- Activity: Please restate word for word the line holding "hmm ok lemme think — yeah i need the sprinkler" and every following line through the end of the entries.

- Records for this exercise:
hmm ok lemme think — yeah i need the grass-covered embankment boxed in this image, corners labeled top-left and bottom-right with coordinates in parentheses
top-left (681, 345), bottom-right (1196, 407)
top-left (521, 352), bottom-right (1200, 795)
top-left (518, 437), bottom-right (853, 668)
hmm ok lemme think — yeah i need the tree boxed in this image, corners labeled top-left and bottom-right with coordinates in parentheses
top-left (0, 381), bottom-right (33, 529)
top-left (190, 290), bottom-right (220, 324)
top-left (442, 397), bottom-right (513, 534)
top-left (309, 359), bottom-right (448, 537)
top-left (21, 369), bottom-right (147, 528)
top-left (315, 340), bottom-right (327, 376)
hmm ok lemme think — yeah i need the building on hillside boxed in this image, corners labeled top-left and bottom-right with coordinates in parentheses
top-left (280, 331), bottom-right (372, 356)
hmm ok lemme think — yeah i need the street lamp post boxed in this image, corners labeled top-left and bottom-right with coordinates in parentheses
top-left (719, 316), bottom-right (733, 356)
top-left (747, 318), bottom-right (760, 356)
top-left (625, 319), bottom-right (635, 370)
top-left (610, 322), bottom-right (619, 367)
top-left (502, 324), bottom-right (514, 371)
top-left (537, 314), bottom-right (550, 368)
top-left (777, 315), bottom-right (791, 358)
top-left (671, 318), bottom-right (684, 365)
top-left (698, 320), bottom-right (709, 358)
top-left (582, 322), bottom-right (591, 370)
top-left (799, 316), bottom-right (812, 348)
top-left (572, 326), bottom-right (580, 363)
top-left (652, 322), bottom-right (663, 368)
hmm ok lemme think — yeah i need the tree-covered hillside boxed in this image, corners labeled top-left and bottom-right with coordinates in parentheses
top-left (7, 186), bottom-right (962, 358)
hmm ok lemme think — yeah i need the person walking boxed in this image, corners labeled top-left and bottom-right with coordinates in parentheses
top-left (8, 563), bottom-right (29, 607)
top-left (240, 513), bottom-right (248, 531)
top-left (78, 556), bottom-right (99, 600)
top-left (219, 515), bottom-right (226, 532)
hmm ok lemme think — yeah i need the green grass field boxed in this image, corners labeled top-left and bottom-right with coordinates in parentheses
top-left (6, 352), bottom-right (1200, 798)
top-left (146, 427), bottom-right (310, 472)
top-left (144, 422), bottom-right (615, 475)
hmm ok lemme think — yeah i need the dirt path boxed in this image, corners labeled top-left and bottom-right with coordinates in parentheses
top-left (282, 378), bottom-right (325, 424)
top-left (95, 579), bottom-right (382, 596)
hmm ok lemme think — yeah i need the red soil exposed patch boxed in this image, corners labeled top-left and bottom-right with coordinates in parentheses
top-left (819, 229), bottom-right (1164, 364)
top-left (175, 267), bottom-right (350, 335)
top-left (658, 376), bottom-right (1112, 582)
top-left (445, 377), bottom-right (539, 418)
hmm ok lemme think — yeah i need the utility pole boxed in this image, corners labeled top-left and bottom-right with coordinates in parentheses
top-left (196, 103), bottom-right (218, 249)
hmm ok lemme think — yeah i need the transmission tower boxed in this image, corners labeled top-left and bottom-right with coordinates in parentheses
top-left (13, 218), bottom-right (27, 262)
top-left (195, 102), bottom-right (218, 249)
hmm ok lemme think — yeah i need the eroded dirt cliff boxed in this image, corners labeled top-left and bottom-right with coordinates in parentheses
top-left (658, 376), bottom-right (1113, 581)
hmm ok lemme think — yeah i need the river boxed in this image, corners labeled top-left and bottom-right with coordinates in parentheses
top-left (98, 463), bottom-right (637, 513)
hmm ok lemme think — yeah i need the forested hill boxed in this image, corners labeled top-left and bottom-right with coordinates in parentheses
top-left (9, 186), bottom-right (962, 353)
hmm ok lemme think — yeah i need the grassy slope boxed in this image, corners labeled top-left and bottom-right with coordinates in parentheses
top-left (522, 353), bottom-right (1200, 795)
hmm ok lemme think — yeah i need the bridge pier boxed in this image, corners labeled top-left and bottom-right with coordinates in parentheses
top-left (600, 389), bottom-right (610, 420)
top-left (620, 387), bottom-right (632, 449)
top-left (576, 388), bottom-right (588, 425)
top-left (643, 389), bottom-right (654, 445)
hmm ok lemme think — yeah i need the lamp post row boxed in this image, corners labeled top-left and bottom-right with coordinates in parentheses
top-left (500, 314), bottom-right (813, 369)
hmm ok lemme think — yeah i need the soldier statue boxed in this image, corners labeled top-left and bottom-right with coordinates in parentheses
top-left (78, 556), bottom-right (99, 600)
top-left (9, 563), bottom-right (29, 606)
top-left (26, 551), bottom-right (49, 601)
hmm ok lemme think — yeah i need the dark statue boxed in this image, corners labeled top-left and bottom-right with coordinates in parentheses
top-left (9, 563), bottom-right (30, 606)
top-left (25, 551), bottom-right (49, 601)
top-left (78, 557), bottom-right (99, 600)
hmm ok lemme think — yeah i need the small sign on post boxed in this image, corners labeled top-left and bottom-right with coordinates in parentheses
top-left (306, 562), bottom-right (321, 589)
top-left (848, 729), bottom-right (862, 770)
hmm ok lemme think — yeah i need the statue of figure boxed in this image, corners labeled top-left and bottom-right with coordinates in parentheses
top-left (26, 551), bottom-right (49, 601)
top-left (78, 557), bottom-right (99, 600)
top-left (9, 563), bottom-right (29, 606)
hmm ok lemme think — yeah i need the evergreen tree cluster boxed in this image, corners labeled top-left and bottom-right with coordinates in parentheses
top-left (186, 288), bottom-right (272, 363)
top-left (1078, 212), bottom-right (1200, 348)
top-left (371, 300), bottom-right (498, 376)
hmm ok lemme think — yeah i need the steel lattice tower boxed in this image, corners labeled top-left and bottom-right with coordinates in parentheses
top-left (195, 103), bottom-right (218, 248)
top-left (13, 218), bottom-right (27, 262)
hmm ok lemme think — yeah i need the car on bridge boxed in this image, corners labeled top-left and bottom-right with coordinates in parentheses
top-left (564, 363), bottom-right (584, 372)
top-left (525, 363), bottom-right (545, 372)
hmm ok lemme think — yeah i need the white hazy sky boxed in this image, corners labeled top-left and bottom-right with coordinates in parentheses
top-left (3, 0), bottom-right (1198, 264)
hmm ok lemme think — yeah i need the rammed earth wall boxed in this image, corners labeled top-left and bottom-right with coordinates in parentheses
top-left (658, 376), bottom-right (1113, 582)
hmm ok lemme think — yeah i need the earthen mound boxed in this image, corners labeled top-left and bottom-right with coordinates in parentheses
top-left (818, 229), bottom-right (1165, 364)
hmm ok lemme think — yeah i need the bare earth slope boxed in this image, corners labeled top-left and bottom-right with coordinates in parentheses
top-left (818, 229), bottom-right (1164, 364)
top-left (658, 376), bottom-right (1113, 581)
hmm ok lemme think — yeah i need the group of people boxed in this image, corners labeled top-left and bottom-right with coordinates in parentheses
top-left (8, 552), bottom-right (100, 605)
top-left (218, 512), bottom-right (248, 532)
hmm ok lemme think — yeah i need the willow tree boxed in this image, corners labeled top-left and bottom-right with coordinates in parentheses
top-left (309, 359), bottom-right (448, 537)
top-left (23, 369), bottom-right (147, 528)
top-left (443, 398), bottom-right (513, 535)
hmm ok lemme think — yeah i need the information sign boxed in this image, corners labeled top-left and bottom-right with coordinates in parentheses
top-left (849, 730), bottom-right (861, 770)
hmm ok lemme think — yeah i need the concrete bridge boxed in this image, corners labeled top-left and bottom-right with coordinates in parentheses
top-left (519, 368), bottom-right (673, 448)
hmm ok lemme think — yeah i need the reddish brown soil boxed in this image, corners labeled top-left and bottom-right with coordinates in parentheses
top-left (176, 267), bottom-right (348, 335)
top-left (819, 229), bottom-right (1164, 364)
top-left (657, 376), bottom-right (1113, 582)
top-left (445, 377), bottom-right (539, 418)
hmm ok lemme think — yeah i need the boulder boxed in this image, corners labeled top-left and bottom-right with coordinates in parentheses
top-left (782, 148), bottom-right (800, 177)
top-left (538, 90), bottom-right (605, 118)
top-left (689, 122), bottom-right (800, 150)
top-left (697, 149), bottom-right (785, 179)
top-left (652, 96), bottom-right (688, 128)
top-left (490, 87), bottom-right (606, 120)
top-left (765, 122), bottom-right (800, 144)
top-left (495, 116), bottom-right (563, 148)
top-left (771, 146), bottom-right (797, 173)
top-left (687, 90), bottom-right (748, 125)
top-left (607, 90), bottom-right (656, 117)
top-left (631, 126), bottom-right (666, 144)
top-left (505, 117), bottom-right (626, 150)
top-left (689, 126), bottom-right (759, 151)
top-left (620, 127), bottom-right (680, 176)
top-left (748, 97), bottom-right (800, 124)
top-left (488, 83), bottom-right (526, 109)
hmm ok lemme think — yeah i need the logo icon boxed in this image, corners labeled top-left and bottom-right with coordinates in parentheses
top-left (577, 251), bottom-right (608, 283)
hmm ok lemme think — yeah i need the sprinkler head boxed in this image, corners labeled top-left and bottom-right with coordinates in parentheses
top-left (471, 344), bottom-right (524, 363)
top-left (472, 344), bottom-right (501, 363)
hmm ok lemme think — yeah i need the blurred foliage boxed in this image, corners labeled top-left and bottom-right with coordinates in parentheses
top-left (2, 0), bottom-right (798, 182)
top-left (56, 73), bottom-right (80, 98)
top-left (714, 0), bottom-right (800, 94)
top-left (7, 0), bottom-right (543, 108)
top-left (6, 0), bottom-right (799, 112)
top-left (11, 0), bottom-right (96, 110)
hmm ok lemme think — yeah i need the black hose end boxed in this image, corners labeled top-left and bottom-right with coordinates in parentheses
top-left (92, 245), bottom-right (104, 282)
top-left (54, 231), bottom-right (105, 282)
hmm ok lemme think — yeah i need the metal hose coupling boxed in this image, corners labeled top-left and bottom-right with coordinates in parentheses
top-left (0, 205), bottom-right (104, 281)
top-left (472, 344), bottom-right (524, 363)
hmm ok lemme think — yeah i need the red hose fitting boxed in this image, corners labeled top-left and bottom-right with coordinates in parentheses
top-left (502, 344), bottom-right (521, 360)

- Written answer:
hmm ok lemme think — yeah i need the sprinkler head boxed in this image, corners labeled top-left and bottom-right with coordinates in parentheses
top-left (471, 344), bottom-right (524, 363)
top-left (472, 344), bottom-right (501, 363)
hmm ok lemme think — yeah i need the blurred foliage boxed in this image, corners labeled top-left and bottom-right with coordinates in parentheses
top-left (2, 0), bottom-right (798, 182)
top-left (56, 73), bottom-right (80, 98)
top-left (714, 0), bottom-right (800, 94)
top-left (7, 0), bottom-right (543, 108)
top-left (6, 0), bottom-right (799, 112)
top-left (11, 0), bottom-right (96, 110)
hmm ok lemme think — yeah i need the black hose end boxed in this image, corners labeled top-left and bottom-right with coordinates in parentheses
top-left (92, 245), bottom-right (104, 282)
top-left (54, 231), bottom-right (105, 282)
hmm ok lemme think — yeah i need the metal hose coupling boxed in this image, corners labeled top-left and bottom-right with coordinates in parentheses
top-left (0, 205), bottom-right (104, 281)
top-left (472, 344), bottom-right (524, 363)
hmm ok lemme think — yeah i need the red hose fitting boxed in this image, corners labeled top-left and bottom-right with coordinates in parentheses
top-left (502, 344), bottom-right (521, 360)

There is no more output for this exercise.